___ EXCERPT TO READ

In absence of a portable, low-cost positioning system like GPS for outdoor localization, indoor positioning system (IPS) has been a long-lasting and attractive research topic. Infrastructure-based indoor positioning systems which make use of pre-installed infrastructures such as RFID [1], configured fluorescent lights [2] or Wi-Fi access points [3]

have achieved impressive performance in real scene. The infrastructure-free IPS, on the contrary, superior and challenging by itself, attracts a lot of attention nowadays. Resorting to image retrieval techniques,

[4] [5] [6] proposed vision-based IPS which can tell a user’s position using photos taken by smart-phones. However, all of these methods require an off-line database building process which is time-consuming and costly.

Recent advances on robotics and computer vision throw light on IPS. Simultaneous Localization and Mapping (SLAM) techniques and Visual Odometry (VO) which can accurately estimate motion make these methods promising for IPS.

[7] proposed a monocular SLAM system which uses bag-of-words for place recognition [8]. [9] proposed an accurate monocular VO algorithm which can run at 55 FPS on an ARM platform. [10] proposed a real-time indoor and outdoor localization system with visual lidar odometry and mapping [11] and ranked highest on Microsoft Indoor Localization Competition in 2016 [12]. However, running SLAM or VO in practice means users have to record videos by cameras or laser transceivers.

______
___ PROVIDED DATA

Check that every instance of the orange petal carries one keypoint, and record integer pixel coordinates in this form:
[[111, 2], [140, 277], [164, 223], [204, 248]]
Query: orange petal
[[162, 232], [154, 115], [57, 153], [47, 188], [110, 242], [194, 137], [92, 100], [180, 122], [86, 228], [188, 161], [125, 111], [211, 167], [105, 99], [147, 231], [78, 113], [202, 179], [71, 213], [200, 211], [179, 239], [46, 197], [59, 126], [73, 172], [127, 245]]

______

**STATED TASK**
Repeat word for word the part of the passage on indoor positioning systems that opens with the words containing "have achieved impressive" and closes with "promising for IPS.". The data has no connection to the passage on indoor positioning.

**REPLY TO THE EXERCISE**
have achieved impressive performance in real scene. The infrastructure-free IPS, on the contrary, superior and challenging by itself, attracts a lot of attention nowadays. Resorting to image retrieval techniques,

[4] [5] [6] proposed vision-based IPS which can tell a user’s position using photos taken by smart-phones. However, all of these methods require an off-line database building process which is time-consuming and costly.

Recent advances on robotics and computer vision throw light on IPS. Simultaneous Localization and Mapping (SLAM) techniques and Visual Odometry (VO) which can accurately estimate motion make these methods promising for IPS.